Russian-American billionaire (1939–2021)

Valentin P. Gapontsev (23 February 1939 – 22 October 2021) was a Russian-American laser physicist, billionaire, and the founder, CEO, and chairman of IPG Photonics. At the time of his death, his net worth was estimated at US$2.3 billion.

==Early life==
Valentin Gapontsev was born in Moscow, the son of an artillery captain. The family moved to Lviv in 1946, and he spent the next 20 years there. Graduating from the Lviv Polytechnic National University in 1961, he completed a doctoral program in the Moscow Institute of Physics and Technology.

==Career==
After completing his doctorate, he joined the Soviet Academy of Sciences Institute of Radio-engineering and Electronics in 1967, where he specialized in laser material physics, researching synthesis of active gain medium materials.

In 1990, Gapontsev founded IPG Photonics at age 51. In a small laboratory near Moscow, he and his team invented a way to make fiber laser technology practical. His first contract was a $750,000 sale to Italtel, fulfilled by establishing IPG Laser GmbH factory in Burbach, which was employing 500 workers in 2011.

In mid-1990s, he expanded his business into the US by partnering with Dallas-based RELTEC Communications to produce 10,000 optical amplifiers for new BellSouth fiber network, which was being built to connect 5 millions of US households to Internet. IPG Photonics was incorporated in the US in 1998. After moving his firm to the US, he raised $100 million investment from Merrill Lynch and Apax Partners. IPG specializes in production of telecommunications and industrial high-power lasers. According to Forbes, Gapontsev's firm controlled 80% of the high-power fiber laser market in 2011. Its revenue reached $1.4 billion in 2017.

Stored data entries
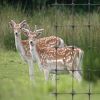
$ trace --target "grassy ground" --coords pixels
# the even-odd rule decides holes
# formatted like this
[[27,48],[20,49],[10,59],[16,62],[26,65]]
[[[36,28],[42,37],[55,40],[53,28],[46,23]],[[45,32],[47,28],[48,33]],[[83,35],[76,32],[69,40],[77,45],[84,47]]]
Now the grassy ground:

▶ **Exercise objective**: Pick up the biography of Valentin Gapontsev after its final sentence and carry it forward.

▶ **Answer space**:
Gapontsev and his family own 47.6% of IPG.

In 2011, Gapontsev received the Russian Federation National Award in Science and Technology.

In 2019, Gapontsev was erroneously sanctioned as a "Russian oligarch". The decision was later reversed by the US Treasury.

In 2020, Forbes ranked him No. 359 on the Forbes 400 of the richest people in America.

==Personal life==
He was married, with one child, and lived in Worcester, Massachusetts.

Gapontsev died on 22 October 2021. The cause of death is unknown, but it is known that he had cancer. The official corporate memorial encourages donations to local surgical oncology and liver and pancreas research funds.